WHAT YOU NEED TO DO:
From the entries below, copy exactly the lines from the one that contains "Query: treeline" through the one that contains "x=437, y=142", both included, and only those.

TASK INPUT:
▼
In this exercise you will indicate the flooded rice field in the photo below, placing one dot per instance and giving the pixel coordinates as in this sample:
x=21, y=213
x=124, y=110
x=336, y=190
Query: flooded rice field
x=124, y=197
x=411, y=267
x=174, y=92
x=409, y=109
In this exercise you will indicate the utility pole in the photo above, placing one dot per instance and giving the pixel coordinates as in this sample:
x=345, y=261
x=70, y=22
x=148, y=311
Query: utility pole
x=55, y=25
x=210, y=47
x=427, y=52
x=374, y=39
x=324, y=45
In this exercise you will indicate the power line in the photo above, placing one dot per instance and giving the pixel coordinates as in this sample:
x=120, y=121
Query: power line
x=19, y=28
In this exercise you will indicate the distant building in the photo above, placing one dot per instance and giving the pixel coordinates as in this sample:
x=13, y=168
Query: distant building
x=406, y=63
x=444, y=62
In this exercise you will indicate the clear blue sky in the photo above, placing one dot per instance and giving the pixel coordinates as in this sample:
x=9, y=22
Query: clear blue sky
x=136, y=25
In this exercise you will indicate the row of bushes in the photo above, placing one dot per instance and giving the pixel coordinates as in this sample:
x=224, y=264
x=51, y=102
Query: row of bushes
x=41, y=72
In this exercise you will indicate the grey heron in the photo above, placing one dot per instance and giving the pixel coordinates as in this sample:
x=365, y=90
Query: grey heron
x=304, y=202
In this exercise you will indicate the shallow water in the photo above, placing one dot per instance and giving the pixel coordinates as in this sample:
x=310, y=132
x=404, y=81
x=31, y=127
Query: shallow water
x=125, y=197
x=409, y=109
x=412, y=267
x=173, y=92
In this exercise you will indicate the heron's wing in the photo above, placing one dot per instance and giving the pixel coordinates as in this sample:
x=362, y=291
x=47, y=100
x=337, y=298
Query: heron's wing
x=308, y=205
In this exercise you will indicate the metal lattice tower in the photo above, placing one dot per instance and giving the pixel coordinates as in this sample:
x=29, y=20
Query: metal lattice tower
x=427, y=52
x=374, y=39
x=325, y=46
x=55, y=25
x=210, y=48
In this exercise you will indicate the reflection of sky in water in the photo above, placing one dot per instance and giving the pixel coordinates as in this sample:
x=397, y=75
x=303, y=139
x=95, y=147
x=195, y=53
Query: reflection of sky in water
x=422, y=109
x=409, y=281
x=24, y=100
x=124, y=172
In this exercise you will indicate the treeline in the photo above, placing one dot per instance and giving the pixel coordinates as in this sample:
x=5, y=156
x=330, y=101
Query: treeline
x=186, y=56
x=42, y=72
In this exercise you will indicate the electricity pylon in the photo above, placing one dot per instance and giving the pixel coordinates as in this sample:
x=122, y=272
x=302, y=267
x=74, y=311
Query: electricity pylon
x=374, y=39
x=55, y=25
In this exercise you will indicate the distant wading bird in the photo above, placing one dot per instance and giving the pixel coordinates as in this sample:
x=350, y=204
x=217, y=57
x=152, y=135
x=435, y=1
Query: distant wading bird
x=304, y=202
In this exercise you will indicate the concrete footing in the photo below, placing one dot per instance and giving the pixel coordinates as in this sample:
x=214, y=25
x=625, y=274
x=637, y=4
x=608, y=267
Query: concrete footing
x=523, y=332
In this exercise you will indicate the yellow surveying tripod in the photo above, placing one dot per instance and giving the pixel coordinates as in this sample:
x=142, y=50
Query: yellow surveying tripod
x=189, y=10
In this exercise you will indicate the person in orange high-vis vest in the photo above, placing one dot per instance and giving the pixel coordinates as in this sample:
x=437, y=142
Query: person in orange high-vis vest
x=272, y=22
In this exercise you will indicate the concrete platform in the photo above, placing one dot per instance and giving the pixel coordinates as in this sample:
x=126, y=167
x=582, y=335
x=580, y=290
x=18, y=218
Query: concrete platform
▲
SOLUTION FOR THIS PROBLEM:
Query: treeline
x=186, y=56
x=42, y=72
In this exercise you will indicate the electricity pylon in the photo above, placing one dot per instance and giving the pixel coordinates as in this sample:
x=122, y=272
x=302, y=267
x=74, y=311
Query: electricity pylon
x=374, y=39
x=55, y=25
In this exercise you will indicate the distant wading bird in the photo above, placing one dot per instance and giving the pixel coordinates as in this sample:
x=350, y=204
x=217, y=57
x=152, y=135
x=435, y=1
Query: distant wading bird
x=304, y=202
In this exercise you will indicate the concrete footing in the photo below, placing one dot per instance and giving the pixel coordinates as in this sample:
x=214, y=25
x=625, y=274
x=637, y=4
x=608, y=267
Query: concrete footing
x=523, y=332
In this exercise you will indicate the yellow surveying tripod in the photo above, placing one dot per instance and giving the pixel coordinates as in this sample:
x=142, y=50
Query: yellow surveying tripod
x=189, y=10
In this exercise you will indicate the person in orange high-vis vest in the photo above, placing one dot per instance and giving the pixel coordinates as in this sample:
x=437, y=142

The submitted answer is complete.